# Document source
Grégor Puppinck : “La France va-t-elle renoncer au principe fondateur du droit de la filiation suivant lequel la mère est la femme qui accouche ?”

Publié le 13 Sep, 2019

Alors que la Commission Spéciale Bioéthique de l’Assemblée nationale s’interrogeait cette nuit (cf. Filiation et PMA pour toutes : le revirement d’un gouvernement sous pression) sur le mode de filiation à adopter pour les enfants d’un couple de femmes, Grégor Puppinck, docteur en droit, directeur du Centre européen pour le droit et la justice (ECLJ) et expert Gènéthique, rappelle ce que la Cour Européenne des Droits de l’Homme sur la Gestation pour autrui demande à la France.

 

La France va-t-elle renoncer au principe fondateur du droit de la filiation, suivant lequel la mère est la femme qui accouche (« Mater semper certa est ») ? C’est le respect de ce principe qui justifie le refus des autorités françaises de reconnaître comme « mère » la femme qui a commandité la naissance d’un enfant par GPA à l’étranger. C’est ce principe que les fameux époux Mennesson, entre autres, contestent devant la Cour de cassation et la Cour européenne des droits de l’homme (CEDH).

 

Après la reconnaissance de la paternité biologique des enfants nés d’une GPA à l’étranger, celle de la maternité d’intention ?

# Tâches à réaliser
1. Dans l'article sur la filiation, quelle fonction Grégor Puppinck occupe-t-il au Centre européen pour le droit et la justice ?
2. Donnez la suite de l'article sur la filiation et la GPA, à partir de sa dernière phrase.
Le matériel n'a aucun lien avec l'article sur la filiation.

[Éléments répertoriés dans un jeu de données]

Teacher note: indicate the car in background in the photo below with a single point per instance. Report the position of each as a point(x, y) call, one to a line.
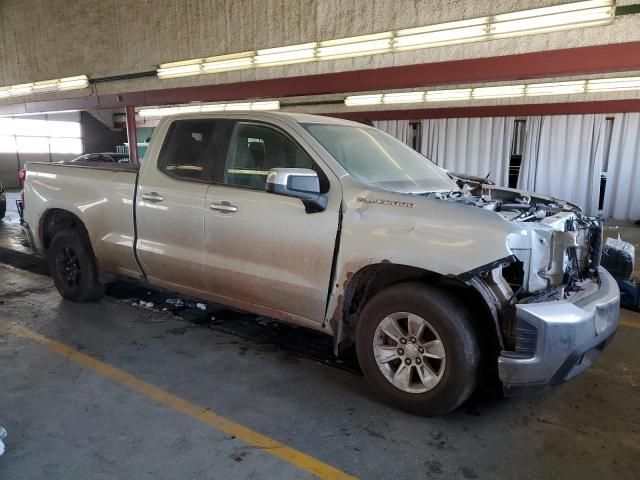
point(3, 202)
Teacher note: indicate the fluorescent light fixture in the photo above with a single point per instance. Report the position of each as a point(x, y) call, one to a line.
point(215, 107)
point(227, 63)
point(355, 100)
point(555, 88)
point(403, 97)
point(60, 84)
point(355, 46)
point(158, 112)
point(502, 91)
point(268, 105)
point(46, 86)
point(442, 34)
point(613, 84)
point(72, 83)
point(23, 89)
point(525, 22)
point(448, 95)
point(180, 69)
point(285, 55)
point(234, 107)
point(558, 17)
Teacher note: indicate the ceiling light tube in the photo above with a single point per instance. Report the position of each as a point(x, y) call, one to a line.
point(613, 84)
point(180, 69)
point(448, 95)
point(22, 89)
point(559, 17)
point(46, 86)
point(356, 100)
point(227, 63)
point(403, 97)
point(502, 91)
point(285, 55)
point(442, 34)
point(157, 112)
point(355, 46)
point(212, 107)
point(555, 88)
point(267, 105)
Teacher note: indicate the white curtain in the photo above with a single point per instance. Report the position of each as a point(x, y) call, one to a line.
point(474, 146)
point(563, 158)
point(622, 193)
point(396, 128)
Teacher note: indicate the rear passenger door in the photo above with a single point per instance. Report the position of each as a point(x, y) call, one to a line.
point(263, 251)
point(170, 202)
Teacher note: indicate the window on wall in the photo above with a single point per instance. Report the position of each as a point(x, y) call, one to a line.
point(517, 147)
point(47, 134)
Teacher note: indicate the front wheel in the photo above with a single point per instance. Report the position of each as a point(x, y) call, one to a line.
point(73, 266)
point(417, 349)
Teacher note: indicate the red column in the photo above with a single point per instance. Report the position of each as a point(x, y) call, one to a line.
point(131, 133)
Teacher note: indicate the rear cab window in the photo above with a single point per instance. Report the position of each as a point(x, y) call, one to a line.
point(193, 147)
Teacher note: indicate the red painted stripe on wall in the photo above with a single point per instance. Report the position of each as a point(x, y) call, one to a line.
point(574, 61)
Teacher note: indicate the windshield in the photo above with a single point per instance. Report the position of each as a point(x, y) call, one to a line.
point(376, 158)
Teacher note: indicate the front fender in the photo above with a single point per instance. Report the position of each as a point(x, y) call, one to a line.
point(432, 235)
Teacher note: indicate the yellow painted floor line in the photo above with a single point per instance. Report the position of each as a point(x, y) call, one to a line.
point(255, 439)
point(627, 323)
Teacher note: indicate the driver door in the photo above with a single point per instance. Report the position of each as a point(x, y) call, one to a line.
point(263, 250)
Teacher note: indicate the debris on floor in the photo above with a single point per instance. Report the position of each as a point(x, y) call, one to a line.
point(178, 302)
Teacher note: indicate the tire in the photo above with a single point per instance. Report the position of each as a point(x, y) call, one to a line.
point(73, 266)
point(444, 320)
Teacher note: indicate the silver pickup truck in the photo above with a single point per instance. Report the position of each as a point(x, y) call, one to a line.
point(339, 227)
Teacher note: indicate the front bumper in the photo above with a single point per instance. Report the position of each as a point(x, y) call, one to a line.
point(564, 338)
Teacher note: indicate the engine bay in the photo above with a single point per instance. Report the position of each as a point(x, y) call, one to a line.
point(557, 249)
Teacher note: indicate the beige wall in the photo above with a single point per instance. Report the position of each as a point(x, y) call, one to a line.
point(45, 39)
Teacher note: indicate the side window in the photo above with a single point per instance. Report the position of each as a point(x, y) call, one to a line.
point(256, 149)
point(193, 147)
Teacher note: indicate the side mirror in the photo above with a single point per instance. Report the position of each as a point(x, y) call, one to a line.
point(302, 183)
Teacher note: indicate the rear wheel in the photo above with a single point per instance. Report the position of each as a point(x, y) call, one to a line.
point(417, 349)
point(73, 266)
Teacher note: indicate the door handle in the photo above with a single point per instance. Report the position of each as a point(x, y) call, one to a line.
point(224, 207)
point(153, 197)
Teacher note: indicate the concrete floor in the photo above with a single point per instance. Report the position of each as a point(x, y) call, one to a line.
point(67, 421)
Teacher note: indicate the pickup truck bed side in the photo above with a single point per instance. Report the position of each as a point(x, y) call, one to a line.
point(103, 203)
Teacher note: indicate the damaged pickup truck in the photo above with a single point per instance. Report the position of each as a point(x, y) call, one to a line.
point(339, 227)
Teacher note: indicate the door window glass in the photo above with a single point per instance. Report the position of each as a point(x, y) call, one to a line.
point(256, 149)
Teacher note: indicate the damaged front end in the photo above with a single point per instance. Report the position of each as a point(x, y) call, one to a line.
point(556, 308)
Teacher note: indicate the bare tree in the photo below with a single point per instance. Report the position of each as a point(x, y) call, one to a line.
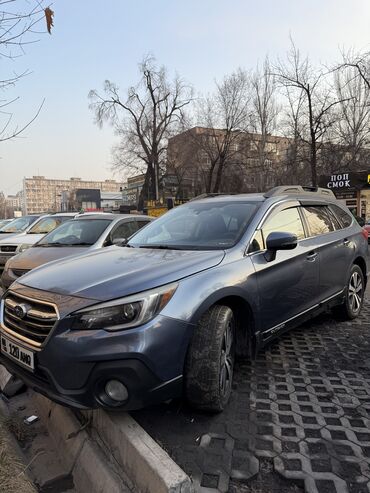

# Résultats par tâche
1. Il en est le directeur.

2.
Il ne leur suffit pas que l’épouse (ou l’époux) du père biologique et commanditaire de l’enfant né par GPA puisse adopter l’enfant ; ils veulent que ce conjoint soit immédiatement reconnu comme parent de l’enfant, par transcription de l’acte de naissance étranger dans l’état civil, alors même que ce conjoint n’a aucun lien biologique avec l’enfant.

 

Si la France « baisse la garde » face au tourisme procréatif, et se résigne à avaliser le contournement du droit français, alors l’interdiction française de la GPA serait encore plus vidée de son effectivité.

 

Aujourd’hui, la faculté d’adopter l’enfant du conjoint, même lorsqu’il a été obtenu par GPA, a plusieurs avantages par rapport à la transcription. Elle respecte le principe « Mater semper certa est », elle est conforme à la réalité biologique de l’enfant, et elle permet en outre à l’administration de vérifier que la femme qui prétend adopter l’enfant possède les qualités requises minimales pour l’élever. Passer à un régime de transcription automatique porterait donc atteinte non seulement à l’intérêt de la société, mais aussi à ceux des enfants. Par exemple, une personne interdite d’adoption en France pourrait contourner cette interdiction en ayant recours à la GPA à l’étranger, et imposer sa filiation à son retour.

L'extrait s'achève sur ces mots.